#### [YOUR GOAL]
In the records that follow, find the line containing "Can you find the light" and the line containing "Can you find the black", then transcribe both and every line between them exactly, omitting pictures.

(Stored data entries)

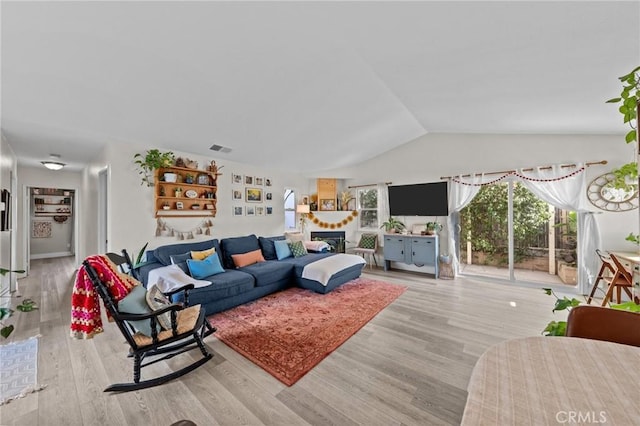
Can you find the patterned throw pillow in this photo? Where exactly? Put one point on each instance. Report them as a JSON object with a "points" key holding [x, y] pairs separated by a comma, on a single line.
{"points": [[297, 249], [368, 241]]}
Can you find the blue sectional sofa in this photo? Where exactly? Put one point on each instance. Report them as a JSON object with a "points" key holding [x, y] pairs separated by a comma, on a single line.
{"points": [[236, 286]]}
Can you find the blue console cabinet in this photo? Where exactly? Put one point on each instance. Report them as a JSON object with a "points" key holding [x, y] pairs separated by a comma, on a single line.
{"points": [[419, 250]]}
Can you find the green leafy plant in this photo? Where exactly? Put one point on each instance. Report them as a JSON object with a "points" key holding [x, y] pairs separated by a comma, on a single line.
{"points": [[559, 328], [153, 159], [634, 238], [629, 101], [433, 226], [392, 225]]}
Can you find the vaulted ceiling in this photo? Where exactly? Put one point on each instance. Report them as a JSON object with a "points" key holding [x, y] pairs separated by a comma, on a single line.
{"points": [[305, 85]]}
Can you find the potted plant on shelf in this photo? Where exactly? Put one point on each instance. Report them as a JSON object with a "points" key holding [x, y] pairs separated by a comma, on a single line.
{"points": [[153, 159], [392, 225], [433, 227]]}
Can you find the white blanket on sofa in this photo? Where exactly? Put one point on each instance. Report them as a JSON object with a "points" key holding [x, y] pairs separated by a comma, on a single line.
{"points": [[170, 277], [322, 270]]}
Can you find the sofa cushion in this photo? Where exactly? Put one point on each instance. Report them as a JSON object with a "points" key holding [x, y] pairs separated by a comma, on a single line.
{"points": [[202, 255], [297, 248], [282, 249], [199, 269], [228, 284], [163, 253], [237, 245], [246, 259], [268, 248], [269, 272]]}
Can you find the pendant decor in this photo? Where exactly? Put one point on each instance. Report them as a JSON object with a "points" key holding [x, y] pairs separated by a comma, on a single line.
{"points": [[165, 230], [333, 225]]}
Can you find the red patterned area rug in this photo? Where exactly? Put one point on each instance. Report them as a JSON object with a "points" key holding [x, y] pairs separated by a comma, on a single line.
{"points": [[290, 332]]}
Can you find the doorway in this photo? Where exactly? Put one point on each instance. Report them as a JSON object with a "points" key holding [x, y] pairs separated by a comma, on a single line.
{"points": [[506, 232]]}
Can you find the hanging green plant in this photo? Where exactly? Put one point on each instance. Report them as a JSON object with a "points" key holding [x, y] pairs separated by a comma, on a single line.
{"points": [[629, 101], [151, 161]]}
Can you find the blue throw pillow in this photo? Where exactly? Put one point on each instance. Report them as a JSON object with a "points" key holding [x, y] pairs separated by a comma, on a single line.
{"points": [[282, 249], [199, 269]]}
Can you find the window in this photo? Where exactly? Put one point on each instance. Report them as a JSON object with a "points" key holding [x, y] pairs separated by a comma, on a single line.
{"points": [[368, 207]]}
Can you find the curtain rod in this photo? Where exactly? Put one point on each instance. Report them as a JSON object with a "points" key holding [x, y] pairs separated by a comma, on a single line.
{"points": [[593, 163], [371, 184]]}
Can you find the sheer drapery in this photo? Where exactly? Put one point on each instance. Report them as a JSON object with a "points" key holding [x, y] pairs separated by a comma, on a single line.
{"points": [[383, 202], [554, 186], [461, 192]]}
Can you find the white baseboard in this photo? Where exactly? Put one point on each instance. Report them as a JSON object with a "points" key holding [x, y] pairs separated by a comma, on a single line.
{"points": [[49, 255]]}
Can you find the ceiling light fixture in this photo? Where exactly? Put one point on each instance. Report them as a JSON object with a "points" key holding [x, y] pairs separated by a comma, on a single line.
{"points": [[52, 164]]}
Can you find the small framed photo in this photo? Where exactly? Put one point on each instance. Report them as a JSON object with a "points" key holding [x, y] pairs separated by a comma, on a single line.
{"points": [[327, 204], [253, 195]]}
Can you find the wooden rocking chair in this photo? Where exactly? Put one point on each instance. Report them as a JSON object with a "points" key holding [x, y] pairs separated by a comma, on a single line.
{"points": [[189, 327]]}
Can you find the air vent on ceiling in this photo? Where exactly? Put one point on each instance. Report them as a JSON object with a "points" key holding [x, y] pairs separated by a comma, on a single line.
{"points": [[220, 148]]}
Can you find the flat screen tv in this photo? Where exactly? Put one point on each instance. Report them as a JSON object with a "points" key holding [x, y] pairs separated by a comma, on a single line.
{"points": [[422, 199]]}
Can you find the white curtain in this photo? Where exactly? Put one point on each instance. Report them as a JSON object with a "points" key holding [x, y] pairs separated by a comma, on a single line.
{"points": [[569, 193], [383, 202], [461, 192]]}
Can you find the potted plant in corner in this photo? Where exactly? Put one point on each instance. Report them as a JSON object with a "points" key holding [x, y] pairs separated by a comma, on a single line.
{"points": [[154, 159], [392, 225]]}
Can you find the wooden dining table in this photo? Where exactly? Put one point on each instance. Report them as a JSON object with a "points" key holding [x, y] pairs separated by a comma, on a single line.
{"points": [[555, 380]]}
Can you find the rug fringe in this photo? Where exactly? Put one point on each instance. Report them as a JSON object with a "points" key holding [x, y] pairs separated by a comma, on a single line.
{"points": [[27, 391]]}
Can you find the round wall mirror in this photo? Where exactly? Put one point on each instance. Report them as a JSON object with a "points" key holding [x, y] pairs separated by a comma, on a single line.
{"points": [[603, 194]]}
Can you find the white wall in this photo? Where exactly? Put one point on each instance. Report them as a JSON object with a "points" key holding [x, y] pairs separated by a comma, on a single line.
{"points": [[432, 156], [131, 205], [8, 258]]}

* * *

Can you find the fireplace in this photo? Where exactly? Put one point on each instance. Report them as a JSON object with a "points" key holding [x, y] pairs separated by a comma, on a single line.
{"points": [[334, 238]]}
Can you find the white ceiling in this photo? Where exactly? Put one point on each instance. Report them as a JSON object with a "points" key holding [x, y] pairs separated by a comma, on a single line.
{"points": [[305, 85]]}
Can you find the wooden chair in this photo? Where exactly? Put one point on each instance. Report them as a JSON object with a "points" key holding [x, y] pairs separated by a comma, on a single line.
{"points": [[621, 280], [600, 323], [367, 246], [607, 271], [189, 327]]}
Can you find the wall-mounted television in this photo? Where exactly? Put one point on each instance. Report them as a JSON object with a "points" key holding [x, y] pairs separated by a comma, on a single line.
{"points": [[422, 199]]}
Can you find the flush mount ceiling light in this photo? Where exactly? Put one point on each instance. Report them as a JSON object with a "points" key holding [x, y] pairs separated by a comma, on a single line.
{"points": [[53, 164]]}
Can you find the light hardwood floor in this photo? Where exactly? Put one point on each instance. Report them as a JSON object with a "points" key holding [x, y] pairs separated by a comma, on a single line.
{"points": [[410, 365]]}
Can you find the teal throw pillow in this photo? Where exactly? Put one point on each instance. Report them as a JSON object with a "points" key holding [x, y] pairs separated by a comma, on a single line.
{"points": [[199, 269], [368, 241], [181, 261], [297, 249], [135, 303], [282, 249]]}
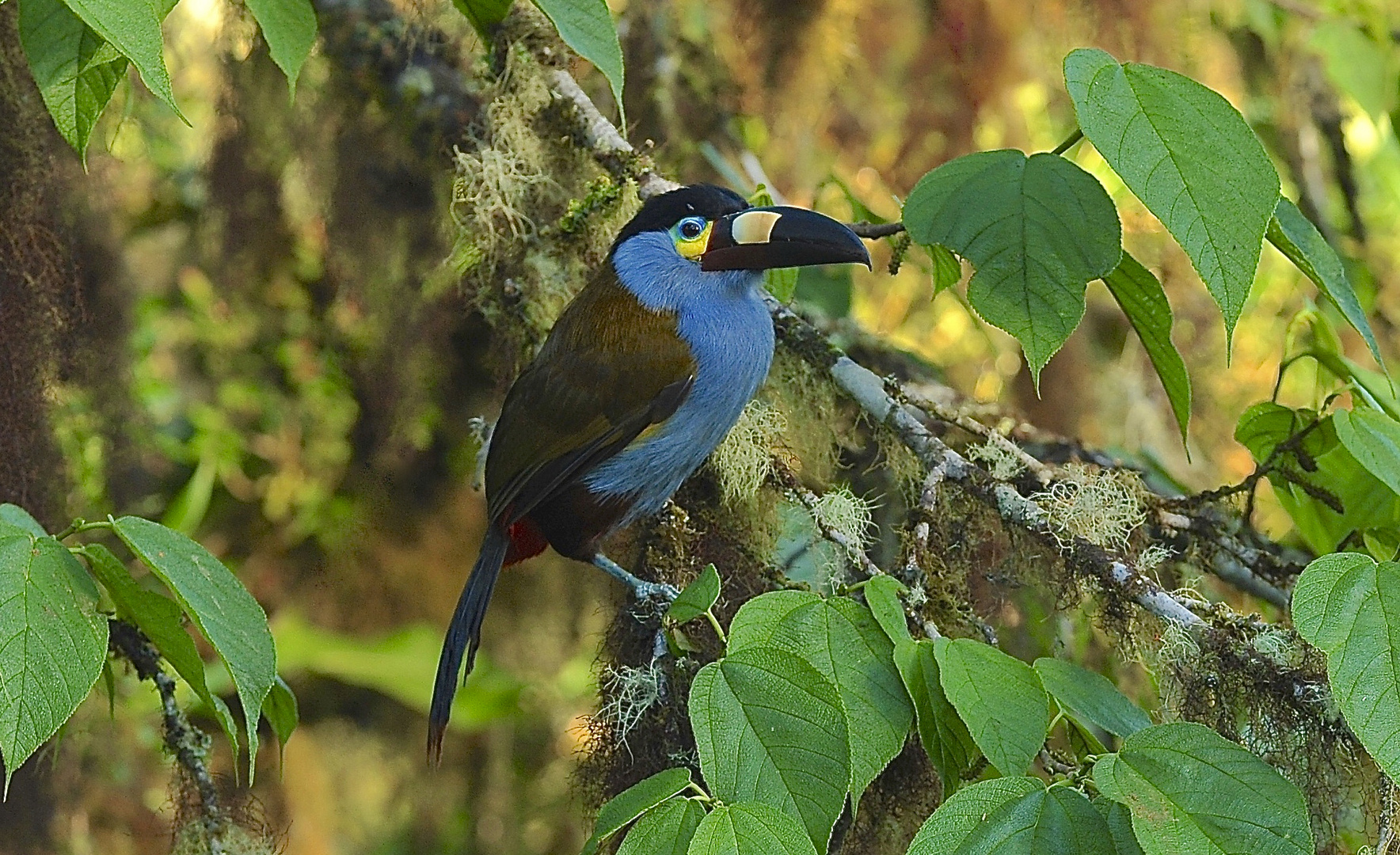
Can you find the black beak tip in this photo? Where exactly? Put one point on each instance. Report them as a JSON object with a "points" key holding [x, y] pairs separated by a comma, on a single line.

#### [TASK RESULT]
Can you find the light hardwood floor in this photo? Where exactly? Put one point on each instance. Report them as a JSON object with a "points" key holding [x, y] pairs separated by a comma, on a single line.
{"points": [[410, 365]]}
Can you find the teal throw pillow in this photo? Where exactly? Put one point on each instance. Report them as a JSON object with a "points" key holding [x, y] pairs separated by a comma, on a single line.
{"points": [[199, 269], [368, 241], [181, 261], [297, 249], [135, 303], [282, 249]]}
Can you find the black beak tip in this photo? Where exactly? Put one point on each instance. Report them as a JSON object with a "points" key holding [x, y] pairs separated by a comma, on a single line.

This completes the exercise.